■ Source ■
^^^^

On Wed, Aug 11, 2010 at 9:03 AM, Johan Tibell
However, if we try to apply this method to large programs we run into problems: we need to defined instances for a large number of combinations of keys/values. We could generate a large number of instances, hoping that these will be enough for most users' needs, using Template Haskell or CPP. However, the potential number of instances is very large, about a hundred if you consider only Prelude types and tens of thousands if you include tuples. We cannot add instances for types not defined in base without adding a dependency on all libraries which data types we want to add instances for.
This is more or less the type-level version of the "I have to write how many boilerplate instances?" problem that dogs typeclasses. I agree that it's quite painful, and that it effectively keeps type families from being nearly as practically useful as they could be. Like you, I'd love to see an effective solution.

On 11/08/2010 17:03, Johan Tibell wrote:
Inspired by the generic maps example at
http://www.haskell.org/haskellwiki/GHC/Indexed_types
I tried to use associated data types to create a generic finite map that unpacks both the key and value into the leaf data constructor.
What you're trying to do is have the compiler generate a whole module for you, including a datatype specialised to certain type paramters, and operations over that type. Just defining a few of the operations isn't enough: they need to be inlined everywhere, essentially you need to recompile Data.Map for each instance. So I agree it would be nice if this happened automatically, behind the scenes, by virtue of just mentioning "Map Int Double" (though it would still have to be a typeclass of course, so that you can write polymorphic functions over Maps). Automatic specialisation of this kind can be done by JIT runtimes (e.g. the .NET CLR), because there the code generation and caching of instances can be put under control of the runtime. Here we would have to do it in the compiler, and the difficulty is that the compiler needs to support separate compilation. Rather than try to solve this problem in one go, I would go for a low-tech approach for now: write a TH library to generate the code, and ask the user to declare the versions they need. To make a particular version, the user would say something like module MapIntDouble (module MapIntDouble) where import TibbeMagicMapGenerator make_me_a_map ... there's no type class of course, so you can't write functions that work over all specialised Maps. But this at least lets you generate optimised maps for only a little boilerplate, and get the performance boost you were after. Cheers, Simon

On Thu, Aug 12, 2010 at 11:28 AM, Simon Marlow
On 11/08/2010 17:03, Johan Tibell wrote:
Inspired by the generic maps example at
http://www.haskell.org/haskellwiki/GHC/Indexed_types
I tried to use associated data types to create a generic finite map that unpacks both the key and value into the leaf data constructor.

^^^^

Stored data entries:
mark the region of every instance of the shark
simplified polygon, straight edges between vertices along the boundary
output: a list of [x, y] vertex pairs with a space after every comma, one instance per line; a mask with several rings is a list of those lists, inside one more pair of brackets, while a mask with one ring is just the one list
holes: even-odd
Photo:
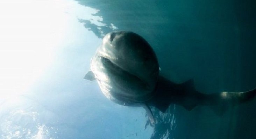
[[256, 88], [207, 94], [196, 90], [192, 79], [182, 83], [171, 81], [160, 75], [156, 55], [149, 44], [130, 31], [107, 34], [91, 59], [90, 68], [84, 79], [97, 80], [105, 96], [118, 104], [143, 107], [153, 124], [151, 107], [164, 113], [171, 104], [188, 111], [208, 106], [221, 115], [229, 107], [251, 100], [256, 95]]

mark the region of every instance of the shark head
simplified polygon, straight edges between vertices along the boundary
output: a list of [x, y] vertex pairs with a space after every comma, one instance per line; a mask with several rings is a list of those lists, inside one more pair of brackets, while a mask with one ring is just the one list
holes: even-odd
[[154, 95], [158, 63], [150, 45], [136, 33], [121, 31], [106, 35], [91, 68], [103, 93], [119, 104], [144, 102]]

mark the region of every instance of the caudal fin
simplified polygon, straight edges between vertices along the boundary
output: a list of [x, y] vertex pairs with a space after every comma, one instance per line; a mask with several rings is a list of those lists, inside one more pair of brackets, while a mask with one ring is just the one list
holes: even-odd
[[211, 95], [215, 103], [210, 107], [216, 114], [222, 115], [229, 108], [253, 99], [256, 96], [256, 88], [246, 92], [222, 92]]

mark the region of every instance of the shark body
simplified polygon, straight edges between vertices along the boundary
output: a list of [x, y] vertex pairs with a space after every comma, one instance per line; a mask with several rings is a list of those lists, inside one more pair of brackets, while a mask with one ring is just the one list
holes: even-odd
[[91, 69], [85, 79], [96, 80], [105, 96], [117, 104], [143, 107], [152, 123], [150, 106], [164, 112], [171, 104], [189, 111], [207, 105], [221, 115], [228, 106], [251, 100], [256, 95], [255, 89], [207, 94], [196, 90], [193, 80], [181, 84], [171, 82], [159, 75], [156, 56], [149, 44], [130, 32], [106, 35], [91, 60]]

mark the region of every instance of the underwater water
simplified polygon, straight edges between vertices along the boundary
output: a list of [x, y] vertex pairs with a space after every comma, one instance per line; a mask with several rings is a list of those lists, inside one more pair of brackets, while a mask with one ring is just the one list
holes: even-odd
[[161, 75], [212, 93], [256, 87], [253, 0], [0, 2], [0, 139], [240, 139], [256, 137], [256, 99], [221, 116], [208, 107], [117, 105], [83, 79], [102, 39], [134, 32]]

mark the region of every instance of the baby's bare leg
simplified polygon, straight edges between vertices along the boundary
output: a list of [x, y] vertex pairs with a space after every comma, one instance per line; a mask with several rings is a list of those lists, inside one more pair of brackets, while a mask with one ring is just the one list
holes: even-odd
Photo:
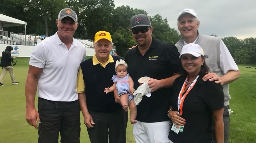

^^^^

■ Work instructions ■
A) In the thread, what example is given of a JIT runtime that can do automatic specialization?
B) Write out the part of the thread that begins at the words "This is more" and stops after "an effective solution.".
C) Say whether each statement agrees with the thread, giving yes or no and quoting the words that decide it: (i) Counting only Prelude types, the potential number of instances is about a hundred. (ii) The proposed low-tech approach uses CPP to generate the code. (iii) Under that approach, a type class lets you write functions that work over all specialized Maps.
Rely on the thread alone; the material plays no part.

■ Solutions by task ■
A) The .NET CLR.

B)
This is more or less the type-level version of the "I have to write how many boilerplate instances?" problem that dogs typeclasses. I agree that it's quite painful, and that it effectively keeps type families from being nearly as practically useful as they could be. Like you, I'd love to see an effective solution.

C)
(i) Yes: "about a hundred if you consider only Prelude types"
(ii) No: "write a TH library to generate the code"
(iii) No: "there's no type class of course, so you can't write functions that work over all specialised Maps"